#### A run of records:
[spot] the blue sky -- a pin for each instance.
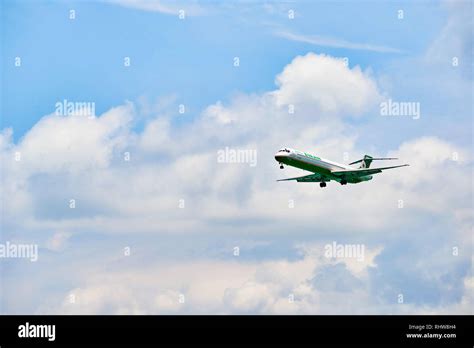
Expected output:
(82, 59)
(281, 230)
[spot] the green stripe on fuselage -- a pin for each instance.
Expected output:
(307, 166)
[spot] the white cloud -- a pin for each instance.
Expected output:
(326, 85)
(64, 157)
(191, 8)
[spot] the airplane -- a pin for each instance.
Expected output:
(325, 170)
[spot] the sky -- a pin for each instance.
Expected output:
(133, 212)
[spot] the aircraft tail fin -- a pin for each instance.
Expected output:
(367, 160)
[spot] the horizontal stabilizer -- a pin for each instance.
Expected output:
(375, 159)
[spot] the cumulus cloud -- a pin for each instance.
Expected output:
(327, 84)
(173, 185)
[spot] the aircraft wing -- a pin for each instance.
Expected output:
(364, 171)
(307, 178)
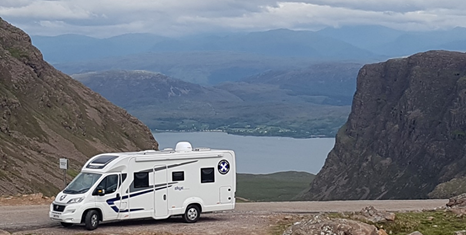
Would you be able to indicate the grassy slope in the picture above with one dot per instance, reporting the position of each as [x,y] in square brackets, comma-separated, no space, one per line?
[281,186]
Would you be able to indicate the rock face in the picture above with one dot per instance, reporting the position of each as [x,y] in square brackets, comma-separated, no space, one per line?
[406,132]
[46,115]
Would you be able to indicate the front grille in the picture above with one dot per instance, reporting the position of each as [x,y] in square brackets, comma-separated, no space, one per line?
[58,208]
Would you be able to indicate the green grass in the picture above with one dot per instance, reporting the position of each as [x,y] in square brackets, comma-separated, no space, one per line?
[281,186]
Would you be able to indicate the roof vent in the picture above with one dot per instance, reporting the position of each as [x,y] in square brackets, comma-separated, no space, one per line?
[183,147]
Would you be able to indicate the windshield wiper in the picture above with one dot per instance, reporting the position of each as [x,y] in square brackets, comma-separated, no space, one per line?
[70,191]
[82,190]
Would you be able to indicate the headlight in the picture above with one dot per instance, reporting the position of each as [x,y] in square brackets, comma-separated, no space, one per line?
[75,200]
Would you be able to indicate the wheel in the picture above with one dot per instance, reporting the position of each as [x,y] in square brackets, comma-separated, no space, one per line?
[192,214]
[66,225]
[92,220]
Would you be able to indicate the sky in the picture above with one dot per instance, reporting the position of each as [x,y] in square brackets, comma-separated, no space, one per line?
[106,18]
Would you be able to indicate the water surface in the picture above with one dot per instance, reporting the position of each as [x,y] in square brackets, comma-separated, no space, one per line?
[259,155]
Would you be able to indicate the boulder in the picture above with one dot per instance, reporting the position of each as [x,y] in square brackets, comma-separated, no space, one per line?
[457,201]
[373,215]
[415,233]
[327,226]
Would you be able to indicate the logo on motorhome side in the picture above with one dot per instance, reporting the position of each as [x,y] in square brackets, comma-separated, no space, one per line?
[223,167]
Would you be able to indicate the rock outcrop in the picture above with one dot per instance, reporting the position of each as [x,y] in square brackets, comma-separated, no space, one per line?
[46,115]
[406,132]
[327,226]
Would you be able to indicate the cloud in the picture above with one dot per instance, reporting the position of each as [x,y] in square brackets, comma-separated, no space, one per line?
[105,18]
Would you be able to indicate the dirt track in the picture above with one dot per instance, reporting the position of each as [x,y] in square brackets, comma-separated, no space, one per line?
[247,218]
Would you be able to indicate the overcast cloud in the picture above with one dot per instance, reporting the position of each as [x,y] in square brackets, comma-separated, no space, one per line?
[104,18]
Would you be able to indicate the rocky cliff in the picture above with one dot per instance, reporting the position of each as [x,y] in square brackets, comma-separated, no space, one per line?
[406,135]
[46,115]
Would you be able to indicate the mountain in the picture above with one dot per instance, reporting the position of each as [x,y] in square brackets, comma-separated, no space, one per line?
[165,103]
[404,138]
[46,115]
[73,48]
[324,83]
[368,37]
[279,42]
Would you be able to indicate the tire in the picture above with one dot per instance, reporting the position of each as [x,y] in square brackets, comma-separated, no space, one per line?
[91,220]
[66,225]
[192,213]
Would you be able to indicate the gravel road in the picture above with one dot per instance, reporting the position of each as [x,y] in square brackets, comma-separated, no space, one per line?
[247,218]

#### Short task:
Pictures are to be left out; repeat all the remaining data exactly.

#### Task result:
[spot] the blue sky -- a pin for each instance.
Expected output:
(82, 59)
(281, 230)
[spot] the green stripe on fuselage -- a pin for each instance.
Expected output:
(307, 166)
[spot] the white cloud -- a pin for each instance.
Expected output:
(326, 85)
(64, 157)
(191, 8)
[spot] the airplane -- a pin for each instance.
Expected output:
(325, 170)
[spot] the sky -- a pin for each instance.
Expected output:
(133, 212)
[spot] the aircraft tail fin -- a pin for each instance.
Expected output:
(367, 160)
[spot] the horizontal stabilizer -- a pin for each instance.
Expected output:
(375, 159)
[spot] the cumulus cloud -- a pin for each instance.
Expected output:
(327, 84)
(173, 185)
[spot] the aircraft wing -- a pin for each instance.
Expected output:
(364, 171)
(307, 178)
Would you be able to indicate the grassy slope in the picture above with one dot per instance, reporting the position of each as [x,y] in square brackets, comma-separated, no space, one per line?
[281,186]
Would you be able to indicate the rock face in the picture above with one dot per instance, reporting the position of each as [x,y] in square brackets, comma-separated, no space, one per line?
[406,132]
[46,115]
Would you be able to indicate the front grille in the picture above with one dot per instance, reporting the position of each as [x,y] in square brackets, comma-separated, no space, one per line?
[58,208]
Would you be able to indicate the green grass in the picture above with one dot per instance, reporting the position of each as [x,y] in square brackets, comma-separated, no space, one per line?
[281,186]
Would you be able to indicate the roof vent in the picture above with one dot per instance, reporting the position of each as [x,y] in square brackets, comma-separated, no space, one per line?
[183,147]
Would you be able to indicate the windshield wiper in the picture above with one dot per instance, reporting the position of each as [x,y] in square brackets, comma-separated, no space, one per line?
[70,191]
[82,190]
Would you be able to indicate the headlight in the picture above with one dot per instance, reporting the position of each as [x,y] in square brackets, comma-separated, no space, one per line?
[75,200]
Would you be able to indicate the wheel in the picture above with one dot per instance, reporting the position of each as [x,y] in square brackets, comma-separated, no space, one per line?
[192,214]
[66,225]
[92,220]
Would you be able to indicate the sky in the picture above with one dot per instance, reporting the position of each as [x,y] in square brackets, comma-separated, no space, one per line?
[106,18]
Would you be able to indicate the water surface in the picture above with one dot per instance, reporting the position of each as [x,y] in square brackets, comma-separated, no space, one per line?
[259,155]
Would you be able to indicate the boulder in the picture above with one dot per instance, reporting the position of each as [x,y] in square brackets, comma-separated, no space, one per line?
[457,201]
[373,215]
[415,233]
[327,226]
Would you be able to indicate the logo on motorhome side in the picture above with one dot per instance, reporting the position of each as [x,y] in square brackets, comma-separated, no space, one per line?
[223,167]
Would you be able to indicate the rock outcrop in the picture above with one dot per instance, reporting the position of each as [x,y] in square brackets, comma-separated, no space, one per line?
[46,115]
[406,132]
[327,226]
Would you be able to indicate the cloud in the picture above with one dot per instance, reporting the position of each as [x,y] in square brackets, comma-separated, no space, one per line?
[105,18]
Would you be able to indicate the dirt track in the picture above with one dot per instance, reporting the position of each as [x,y] in square brackets, comma-separated, no space, one per line?
[247,218]
Would you be able to indicate the overcast cloud in the picture above with one dot per instance, reporting the position of each as [x,y] in square brackets, comma-separated, no space, one per line?
[104,18]
Would you be able to indicate the rocky cliff in the picture above with one dot per instance, reporting the position of each as [x,y] in square brackets, comma-separated, no space, one per line?
[406,135]
[46,115]
Would you be able to indicate the mountain in the picture above with one dot per instance, reporting the position of each as [x,y] in square brackets, comma-separated, no space, one per line?
[165,103]
[404,138]
[46,115]
[73,48]
[324,83]
[368,37]
[279,42]
Would you be able to indicate the tire in the picture above with one dot per instance, reporting the position of each as [x,y] in square brackets, comma-separated, no space, one per line?
[91,220]
[66,225]
[192,213]
Would you be able to indicate the gravel road in the picture above with one dot per instance, reporting the position of each as [x,y] in square brackets, comma-separated, no space, one per line?
[247,218]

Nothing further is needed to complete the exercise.